#### Exercise objective:
In the records below, find the line containing "Pick out every instance of the boy's face"; give it again exactly, along with every line that follows, and nothing else.

#### Photo object pointing records:
* * *
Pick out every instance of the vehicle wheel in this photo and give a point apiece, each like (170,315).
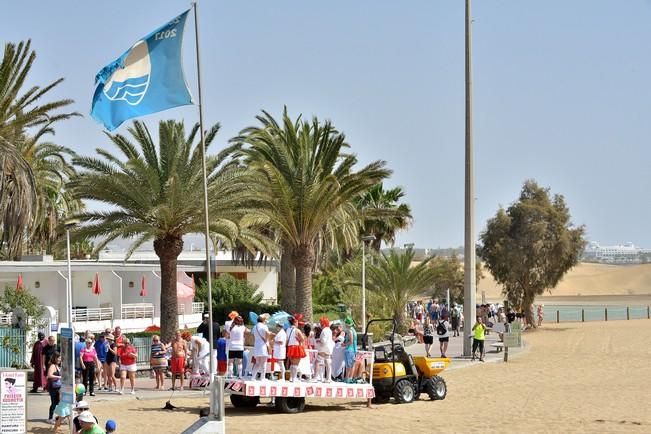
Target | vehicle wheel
(242,401)
(404,392)
(290,405)
(380,399)
(436,388)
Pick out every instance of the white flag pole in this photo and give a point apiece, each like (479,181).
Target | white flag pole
(205,205)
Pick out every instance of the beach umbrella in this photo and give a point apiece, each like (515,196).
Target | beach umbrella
(143,287)
(19,284)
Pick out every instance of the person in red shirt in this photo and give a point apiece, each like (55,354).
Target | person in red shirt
(128,355)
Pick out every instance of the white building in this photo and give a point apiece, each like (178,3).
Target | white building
(120,302)
(621,253)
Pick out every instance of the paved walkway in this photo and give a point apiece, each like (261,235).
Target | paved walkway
(38,403)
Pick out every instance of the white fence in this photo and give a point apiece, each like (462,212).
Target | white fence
(197,307)
(137,310)
(5,318)
(92,314)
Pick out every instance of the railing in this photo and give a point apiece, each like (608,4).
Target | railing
(137,310)
(92,314)
(5,318)
(597,313)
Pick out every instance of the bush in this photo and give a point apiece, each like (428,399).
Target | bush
(220,311)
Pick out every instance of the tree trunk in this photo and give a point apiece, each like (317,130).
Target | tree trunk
(168,250)
(287,280)
(303,258)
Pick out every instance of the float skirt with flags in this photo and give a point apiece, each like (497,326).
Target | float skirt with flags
(147,78)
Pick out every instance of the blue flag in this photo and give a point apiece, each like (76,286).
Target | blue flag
(147,78)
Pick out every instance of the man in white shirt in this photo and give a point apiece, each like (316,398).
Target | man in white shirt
(325,345)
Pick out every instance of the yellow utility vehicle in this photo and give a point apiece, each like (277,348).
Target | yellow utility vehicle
(398,374)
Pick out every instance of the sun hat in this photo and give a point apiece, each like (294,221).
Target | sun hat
(86,416)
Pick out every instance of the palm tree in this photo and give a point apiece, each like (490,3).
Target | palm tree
(383,215)
(306,187)
(392,277)
(155,193)
(20,111)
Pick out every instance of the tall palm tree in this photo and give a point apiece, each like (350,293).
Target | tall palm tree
(155,192)
(392,277)
(20,110)
(383,214)
(306,187)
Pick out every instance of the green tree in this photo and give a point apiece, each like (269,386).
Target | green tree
(530,246)
(383,214)
(21,109)
(227,289)
(156,193)
(393,278)
(306,187)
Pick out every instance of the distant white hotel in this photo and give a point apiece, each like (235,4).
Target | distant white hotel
(622,253)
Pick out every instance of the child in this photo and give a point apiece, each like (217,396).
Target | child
(111,426)
(221,354)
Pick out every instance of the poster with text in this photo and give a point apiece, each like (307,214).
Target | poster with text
(13,402)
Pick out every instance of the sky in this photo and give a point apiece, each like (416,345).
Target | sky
(561,91)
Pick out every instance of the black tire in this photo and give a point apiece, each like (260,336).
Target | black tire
(242,401)
(436,388)
(404,392)
(290,405)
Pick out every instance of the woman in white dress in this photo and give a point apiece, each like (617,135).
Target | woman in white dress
(261,347)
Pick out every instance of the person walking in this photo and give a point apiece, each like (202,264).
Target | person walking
(38,363)
(88,362)
(261,351)
(442,331)
(101,347)
(111,363)
(54,384)
(128,356)
(179,351)
(428,336)
(479,331)
(158,361)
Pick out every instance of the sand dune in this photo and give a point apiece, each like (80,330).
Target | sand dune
(575,378)
(588,279)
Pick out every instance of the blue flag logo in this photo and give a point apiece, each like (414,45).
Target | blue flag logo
(147,78)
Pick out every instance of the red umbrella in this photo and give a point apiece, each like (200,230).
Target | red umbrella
(143,287)
(19,284)
(97,288)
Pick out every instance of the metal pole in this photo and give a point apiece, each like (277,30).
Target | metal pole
(469,293)
(205,205)
(363,286)
(69,283)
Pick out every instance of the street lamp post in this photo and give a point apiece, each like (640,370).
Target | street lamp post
(364,240)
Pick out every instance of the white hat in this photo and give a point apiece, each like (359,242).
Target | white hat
(86,416)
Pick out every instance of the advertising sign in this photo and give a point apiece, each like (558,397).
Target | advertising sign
(67,367)
(13,402)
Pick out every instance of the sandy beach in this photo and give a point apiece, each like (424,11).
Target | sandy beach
(591,377)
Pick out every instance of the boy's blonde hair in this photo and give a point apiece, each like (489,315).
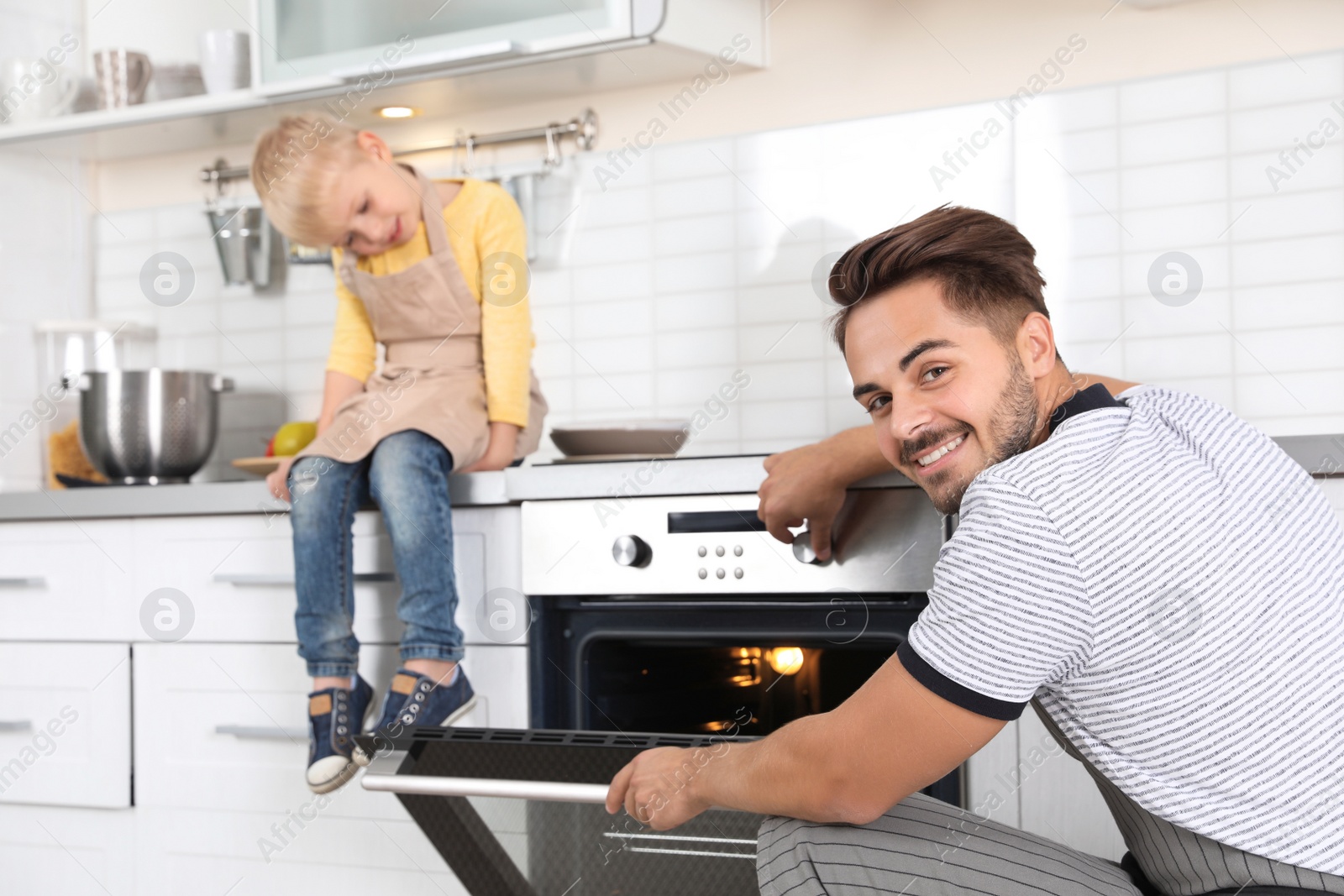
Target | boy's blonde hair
(295,167)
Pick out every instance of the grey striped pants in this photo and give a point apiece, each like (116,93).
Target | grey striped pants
(924,846)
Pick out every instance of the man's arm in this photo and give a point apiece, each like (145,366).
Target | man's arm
(889,739)
(810,483)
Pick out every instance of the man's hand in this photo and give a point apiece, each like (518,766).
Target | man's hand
(501,450)
(658,788)
(810,483)
(797,490)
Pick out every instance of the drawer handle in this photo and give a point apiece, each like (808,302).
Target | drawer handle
(690,852)
(434,786)
(270,578)
(255,732)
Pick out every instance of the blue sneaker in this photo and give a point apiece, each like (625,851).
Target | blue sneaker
(335,716)
(414,700)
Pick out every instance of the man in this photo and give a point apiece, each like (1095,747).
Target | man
(1155,575)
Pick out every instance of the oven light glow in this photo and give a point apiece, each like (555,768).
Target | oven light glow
(785,661)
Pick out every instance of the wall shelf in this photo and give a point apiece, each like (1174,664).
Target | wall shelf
(237,117)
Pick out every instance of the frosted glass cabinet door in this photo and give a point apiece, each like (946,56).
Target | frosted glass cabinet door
(349,39)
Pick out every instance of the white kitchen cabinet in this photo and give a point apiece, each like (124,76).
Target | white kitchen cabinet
(65,725)
(241,853)
(223,726)
(71,852)
(1059,799)
(66,580)
(221,781)
(1025,779)
(237,573)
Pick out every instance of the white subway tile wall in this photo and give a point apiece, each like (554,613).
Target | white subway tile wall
(701,258)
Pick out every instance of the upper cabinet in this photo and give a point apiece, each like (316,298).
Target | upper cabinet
(351,39)
(441,56)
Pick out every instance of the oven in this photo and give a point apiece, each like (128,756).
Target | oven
(660,621)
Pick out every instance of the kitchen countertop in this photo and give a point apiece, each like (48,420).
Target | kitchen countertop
(601,479)
(609,479)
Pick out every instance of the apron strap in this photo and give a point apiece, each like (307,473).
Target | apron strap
(432,210)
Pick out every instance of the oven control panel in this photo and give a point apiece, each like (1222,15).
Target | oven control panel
(885,540)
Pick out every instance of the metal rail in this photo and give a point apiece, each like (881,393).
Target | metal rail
(584,129)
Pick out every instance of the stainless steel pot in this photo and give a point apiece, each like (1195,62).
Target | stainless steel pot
(147,427)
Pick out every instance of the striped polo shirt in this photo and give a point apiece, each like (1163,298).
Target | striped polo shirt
(1169,584)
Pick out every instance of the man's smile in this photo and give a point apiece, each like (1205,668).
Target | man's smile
(937,456)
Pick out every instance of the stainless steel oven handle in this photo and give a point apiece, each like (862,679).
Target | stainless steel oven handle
(436,786)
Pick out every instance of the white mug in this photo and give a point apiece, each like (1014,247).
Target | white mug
(33,89)
(225,60)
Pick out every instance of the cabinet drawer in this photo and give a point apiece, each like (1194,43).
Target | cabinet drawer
(73,852)
(66,580)
(225,726)
(239,575)
(252,853)
(65,725)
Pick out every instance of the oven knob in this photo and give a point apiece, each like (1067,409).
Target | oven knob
(803,548)
(632,551)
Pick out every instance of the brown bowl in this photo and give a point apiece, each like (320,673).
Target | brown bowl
(622,437)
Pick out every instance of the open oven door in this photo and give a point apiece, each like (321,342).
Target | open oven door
(521,813)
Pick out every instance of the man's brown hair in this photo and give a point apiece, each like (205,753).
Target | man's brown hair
(985,268)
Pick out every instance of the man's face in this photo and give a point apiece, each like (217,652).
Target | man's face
(947,398)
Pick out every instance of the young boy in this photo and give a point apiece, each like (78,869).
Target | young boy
(454,392)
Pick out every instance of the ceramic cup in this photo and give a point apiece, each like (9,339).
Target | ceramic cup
(225,60)
(33,89)
(121,76)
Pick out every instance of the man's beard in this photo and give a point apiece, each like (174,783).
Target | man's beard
(1010,432)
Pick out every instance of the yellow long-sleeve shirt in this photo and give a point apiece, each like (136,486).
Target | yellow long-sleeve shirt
(481,219)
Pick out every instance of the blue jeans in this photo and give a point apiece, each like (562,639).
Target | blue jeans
(407,476)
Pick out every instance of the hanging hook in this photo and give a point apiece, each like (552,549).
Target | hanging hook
(553,154)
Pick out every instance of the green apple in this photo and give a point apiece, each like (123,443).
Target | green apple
(292,437)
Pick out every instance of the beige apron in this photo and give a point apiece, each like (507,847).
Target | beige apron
(432,379)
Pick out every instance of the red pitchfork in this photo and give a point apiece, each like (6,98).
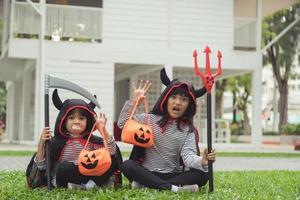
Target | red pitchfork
(208,82)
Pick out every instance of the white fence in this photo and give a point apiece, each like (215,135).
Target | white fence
(244,32)
(62,21)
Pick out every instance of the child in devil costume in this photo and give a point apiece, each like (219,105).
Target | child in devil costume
(72,128)
(173,162)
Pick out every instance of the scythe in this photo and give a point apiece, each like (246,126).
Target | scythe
(54,82)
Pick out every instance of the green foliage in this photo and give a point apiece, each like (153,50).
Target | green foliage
(228,185)
(235,129)
(270,133)
(291,129)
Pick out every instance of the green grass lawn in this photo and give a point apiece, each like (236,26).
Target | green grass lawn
(228,185)
(219,154)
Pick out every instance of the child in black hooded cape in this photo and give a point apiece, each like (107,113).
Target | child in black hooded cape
(66,145)
(173,162)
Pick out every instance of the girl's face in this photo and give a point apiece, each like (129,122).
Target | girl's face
(76,123)
(177,105)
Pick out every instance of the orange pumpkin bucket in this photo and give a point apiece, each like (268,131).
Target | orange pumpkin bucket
(137,133)
(94,162)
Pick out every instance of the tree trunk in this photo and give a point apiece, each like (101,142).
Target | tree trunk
(283,104)
(246,123)
(234,108)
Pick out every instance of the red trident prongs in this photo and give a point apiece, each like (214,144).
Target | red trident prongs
(207,78)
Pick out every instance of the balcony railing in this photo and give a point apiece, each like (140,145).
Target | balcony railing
(63,22)
(245,33)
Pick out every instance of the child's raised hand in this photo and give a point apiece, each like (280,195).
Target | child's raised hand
(101,120)
(141,90)
(45,135)
(208,156)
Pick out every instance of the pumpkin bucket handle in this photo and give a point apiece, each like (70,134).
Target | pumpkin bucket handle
(101,133)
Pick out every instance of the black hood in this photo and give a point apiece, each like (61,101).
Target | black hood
(170,85)
(67,106)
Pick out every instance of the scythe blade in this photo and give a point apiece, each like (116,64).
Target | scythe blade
(55,82)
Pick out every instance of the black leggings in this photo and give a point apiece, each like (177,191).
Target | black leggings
(68,172)
(162,181)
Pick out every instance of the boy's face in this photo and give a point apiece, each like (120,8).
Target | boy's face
(177,105)
(76,123)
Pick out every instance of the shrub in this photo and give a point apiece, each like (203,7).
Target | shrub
(291,129)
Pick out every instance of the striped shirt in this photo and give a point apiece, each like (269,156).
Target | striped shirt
(169,144)
(73,148)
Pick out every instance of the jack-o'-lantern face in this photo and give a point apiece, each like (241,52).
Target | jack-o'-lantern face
(91,162)
(142,136)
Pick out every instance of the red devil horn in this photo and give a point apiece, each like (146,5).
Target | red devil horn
(200,92)
(91,104)
(164,77)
* * *
#### Answer to the problem:
Pick out every instance of the boy's face in this photo and give a point apiece, each like (120,8).
Target | boy's face
(177,105)
(76,123)
Pick out every instance of the shrub in this photo and give a point apiece, each like (203,7).
Target | shrub
(291,129)
Pick out every instance of the striped shirt in this photo and give a point apiece, each like (269,156).
Target | striped shirt
(169,144)
(73,148)
Pick out every instance of the jack-o'-lantern face in this photo and give a point apiece, each like (241,52).
Target | jack-o'-lantern face
(91,162)
(142,136)
Pick out every instance of the red devil horn in this photo and give a point apiece, each like (146,5).
Target | red devil horn
(200,92)
(91,104)
(164,77)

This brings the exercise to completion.